**Data extract**
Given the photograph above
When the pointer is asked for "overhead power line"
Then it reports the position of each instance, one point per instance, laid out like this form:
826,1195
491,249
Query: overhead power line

**The problem**
Rewrite the records with "overhead power line" replaced by "power cable" wherever it occurs, leaving everything else unchanged.

**Final result**
Given the photograph above
When the pointer is asked for "power cable"
Then it reports the position of each instance, one point per instance, laid out like this form:
826,1195
491,249
Query: power cable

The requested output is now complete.